The task ▸ Retype the listing that follows, word for word.

Task material ▸
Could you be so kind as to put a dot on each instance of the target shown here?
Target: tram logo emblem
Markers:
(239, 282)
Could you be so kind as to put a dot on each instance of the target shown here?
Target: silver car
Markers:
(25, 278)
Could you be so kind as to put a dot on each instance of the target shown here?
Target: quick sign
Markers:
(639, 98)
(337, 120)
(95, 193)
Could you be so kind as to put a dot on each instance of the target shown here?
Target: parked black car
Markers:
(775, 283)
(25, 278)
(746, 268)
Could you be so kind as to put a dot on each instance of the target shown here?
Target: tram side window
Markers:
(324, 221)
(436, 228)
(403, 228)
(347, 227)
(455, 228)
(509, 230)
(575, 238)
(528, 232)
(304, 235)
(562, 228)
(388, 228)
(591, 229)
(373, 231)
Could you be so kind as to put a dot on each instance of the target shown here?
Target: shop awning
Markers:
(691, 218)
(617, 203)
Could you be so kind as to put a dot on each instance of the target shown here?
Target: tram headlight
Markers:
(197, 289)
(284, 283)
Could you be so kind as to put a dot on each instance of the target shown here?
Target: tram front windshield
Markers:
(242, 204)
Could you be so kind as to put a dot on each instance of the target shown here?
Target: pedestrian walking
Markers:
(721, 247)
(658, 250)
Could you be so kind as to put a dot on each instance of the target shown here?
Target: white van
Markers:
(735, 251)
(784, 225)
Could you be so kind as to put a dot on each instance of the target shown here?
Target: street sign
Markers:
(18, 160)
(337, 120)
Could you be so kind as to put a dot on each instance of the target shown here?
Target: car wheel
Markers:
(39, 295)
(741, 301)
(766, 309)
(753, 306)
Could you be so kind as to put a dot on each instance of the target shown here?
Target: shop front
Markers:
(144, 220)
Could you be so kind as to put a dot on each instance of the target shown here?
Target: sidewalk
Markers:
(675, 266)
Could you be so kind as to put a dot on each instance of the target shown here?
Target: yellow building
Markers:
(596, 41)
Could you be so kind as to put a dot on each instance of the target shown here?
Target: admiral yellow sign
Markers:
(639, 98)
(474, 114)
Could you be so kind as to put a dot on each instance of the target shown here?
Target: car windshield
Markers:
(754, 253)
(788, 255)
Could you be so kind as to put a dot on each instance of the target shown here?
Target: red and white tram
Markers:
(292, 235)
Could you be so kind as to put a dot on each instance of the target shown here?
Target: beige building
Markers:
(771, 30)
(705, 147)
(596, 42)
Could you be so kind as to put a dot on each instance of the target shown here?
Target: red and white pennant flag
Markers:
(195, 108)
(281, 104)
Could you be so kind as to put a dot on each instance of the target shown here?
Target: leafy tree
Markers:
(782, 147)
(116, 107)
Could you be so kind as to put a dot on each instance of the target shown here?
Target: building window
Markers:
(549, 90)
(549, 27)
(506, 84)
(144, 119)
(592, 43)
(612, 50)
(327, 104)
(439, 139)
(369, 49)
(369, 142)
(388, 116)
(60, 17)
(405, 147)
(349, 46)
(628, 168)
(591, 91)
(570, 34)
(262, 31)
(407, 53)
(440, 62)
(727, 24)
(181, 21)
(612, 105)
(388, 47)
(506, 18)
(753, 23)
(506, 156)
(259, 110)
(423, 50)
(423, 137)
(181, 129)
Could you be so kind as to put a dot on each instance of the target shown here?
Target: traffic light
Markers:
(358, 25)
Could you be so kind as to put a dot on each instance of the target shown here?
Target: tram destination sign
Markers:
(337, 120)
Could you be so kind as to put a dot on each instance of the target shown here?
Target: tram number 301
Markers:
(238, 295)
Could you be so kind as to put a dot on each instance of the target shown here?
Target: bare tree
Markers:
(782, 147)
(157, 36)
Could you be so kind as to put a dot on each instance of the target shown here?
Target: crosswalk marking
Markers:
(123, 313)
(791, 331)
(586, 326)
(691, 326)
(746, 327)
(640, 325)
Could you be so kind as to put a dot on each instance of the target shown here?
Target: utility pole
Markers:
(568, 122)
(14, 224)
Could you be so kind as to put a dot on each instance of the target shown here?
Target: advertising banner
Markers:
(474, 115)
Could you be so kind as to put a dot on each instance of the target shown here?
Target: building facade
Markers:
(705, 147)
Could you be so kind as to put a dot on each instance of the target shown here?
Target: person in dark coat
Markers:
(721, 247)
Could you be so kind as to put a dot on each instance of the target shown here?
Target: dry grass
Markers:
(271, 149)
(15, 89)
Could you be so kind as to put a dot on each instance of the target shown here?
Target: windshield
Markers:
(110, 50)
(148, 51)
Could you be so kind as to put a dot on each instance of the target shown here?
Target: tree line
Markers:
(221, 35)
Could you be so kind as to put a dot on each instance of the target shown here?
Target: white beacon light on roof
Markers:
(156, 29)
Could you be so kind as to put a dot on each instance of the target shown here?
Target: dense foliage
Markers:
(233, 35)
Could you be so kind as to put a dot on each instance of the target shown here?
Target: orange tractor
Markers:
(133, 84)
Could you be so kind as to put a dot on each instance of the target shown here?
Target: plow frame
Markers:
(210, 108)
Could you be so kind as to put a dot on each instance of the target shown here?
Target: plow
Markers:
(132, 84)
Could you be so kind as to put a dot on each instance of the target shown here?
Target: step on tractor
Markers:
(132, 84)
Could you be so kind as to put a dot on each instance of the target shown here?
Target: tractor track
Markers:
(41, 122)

Exercise response ▸
Could you be so kind as to put a dot on each instance of the target shown here?
Target: tram logo emblem
Markers:
(239, 282)
Could you be so kind as to put a dot on each instance of the target shown here?
Target: silver car
Markers:
(25, 278)
Could you be so kind as to put a dot on each instance of the target shown here?
Target: quick sign
Markers:
(639, 98)
(337, 120)
(95, 193)
Could you be so kind as to put a dot on each instance of the target shown here?
Target: parked black car
Markers:
(775, 283)
(25, 278)
(746, 268)
Could you be so kind as to put a dot on each instance of the target shown here?
Target: tram side window
Markers:
(324, 221)
(436, 228)
(403, 228)
(347, 227)
(455, 228)
(509, 230)
(575, 238)
(528, 232)
(304, 235)
(562, 228)
(388, 228)
(591, 229)
(373, 231)
Could you be so kind as to put a dot on each instance of the target shown here?
Target: shop awning
Markers:
(691, 218)
(617, 203)
Could you be so kind as to put a dot on each instance of the target shown here?
Target: tram headlight
Markers:
(197, 289)
(284, 283)
Could you be so kind as to put a dot on each instance of the target shown here?
Target: tram front windshield
Markers:
(242, 204)
Could you be so kind as to put a dot on each instance of the target shown here?
Target: pedestrian walking
Markers:
(721, 247)
(658, 250)
Could you be so kind as to put a dot on each instance of the target shown here?
Target: white van
Markers:
(735, 251)
(784, 225)
Could you be so kind as to put a dot on each instance of the target shown here?
Target: street sign
Markers:
(18, 160)
(337, 120)
Could you be so kind as to put a dot on each instance of the target shown here?
Target: car wheel
Markers:
(39, 295)
(741, 301)
(766, 309)
(753, 306)
Could you be so kind as to put a dot on each instance of the target shown here?
Target: shop front
Markers:
(144, 220)
Could you be so kind as to put a dot on each instance of the target shown here?
Target: sidewalk
Markers:
(675, 266)
Could you be so kind as to put a dot on each instance of the target shown here?
Target: yellow building
Markers:
(596, 41)
Could you be so kind as to put a dot on each instance of the target shown here?
Target: admiral yellow sign
Markers:
(639, 98)
(474, 114)
Could you be so kind as to put a dot on each instance of the target shown here?
Target: car windshield
Markers:
(754, 253)
(788, 255)
Could you be so kind as to put a dot on each instance of the target shown here?
Target: red and white tram
Markers:
(292, 235)
Could you be so kind as to put a dot on each instance of the target shown here?
Target: beige building
Markers:
(771, 30)
(705, 147)
(596, 42)
Could you be so kind as to put a dot on each instance of the target shown here?
Target: red and white pennant flag
Markers:
(195, 108)
(281, 104)
Could you be so kind as to put a dot on each instance of the target shown here?
Target: leafy tree
Markers:
(782, 147)
(116, 107)
Could you be so kind as to put a dot on each instance of the target shown here?
Target: building window
Markers:
(549, 90)
(549, 27)
(506, 84)
(144, 119)
(592, 43)
(612, 50)
(327, 104)
(439, 139)
(369, 49)
(369, 142)
(388, 116)
(60, 17)
(405, 147)
(349, 46)
(628, 168)
(591, 91)
(570, 34)
(262, 31)
(407, 53)
(440, 62)
(727, 24)
(181, 21)
(612, 105)
(388, 47)
(506, 18)
(753, 23)
(506, 156)
(259, 110)
(423, 50)
(423, 137)
(181, 129)
Could you be so kind as to put a dot on each instance of the target shown here?
Target: traffic light
Markers:
(358, 25)
Could you be so kind as to put a dot on each instance of the target shown here?
Target: tram destination sign
Markers:
(337, 120)
Could you be so kind as to put a dot on each instance of the target shown here?
Target: tram number 301
Markers:
(238, 295)
Could you be so kind as to put a dot on each instance of the target shown here?
Target: bare tree
Markers:
(782, 147)
(157, 36)
Could you be so kind as to put a dot on each instance of the target shown here?
Target: crosswalk marking
Markers:
(123, 313)
(791, 331)
(586, 326)
(691, 326)
(746, 327)
(640, 325)
Could you be so kind as to put a dot on each instance of the target shown here?
Target: utility pole
Markers:
(568, 122)
(14, 224)
Could you be so kind as to put a dot on each instance of the target shown here?
Target: advertising banner
Markers:
(474, 115)
Could you be so kind as to put a dot on each instance of the target shown here?
Target: building facade
Markers:
(705, 147)
Could you be so kind as to put a dot on each instance of the target shown here?
Target: person in dark coat
Markers:
(721, 247)
Could you be so kind as to put a dot on each instance of the target shown here?
Target: dry grass
Markers:
(271, 149)
(15, 89)
Could you be so kind as to put a dot on each instance of the target shown here?
Target: windshield
Markers:
(110, 50)
(148, 51)
Could you be so kind as to put a dot on each instance of the target shown here?
Target: tree line
Markers:
(221, 35)
Could you be so kind as to put a dot on each instance of the target shown here?
Target: white beacon light on roof
Markers:
(156, 29)
Could you be so kind as to put a dot on each instance of the target shown here?
Target: dense foliage
Markers:
(233, 35)
Could you be so kind as to put a dot on each instance of the target shown here?
Target: orange tractor
Markers:
(133, 84)
Could you be so kind as to put a dot on each instance of the target shown here?
Target: plow frame
Markers:
(210, 108)
Could you be so kind as to put a dot on each instance of the target shown here?
Target: plow
Markers:
(132, 84)
Could you be so kind as to put a dot on each instance of the target shown here?
Target: step on tractor
Markers:
(132, 84)
Could you be so kind as to put a dot on each instance of the target shown here?
Target: tractor track
Markers:
(41, 122)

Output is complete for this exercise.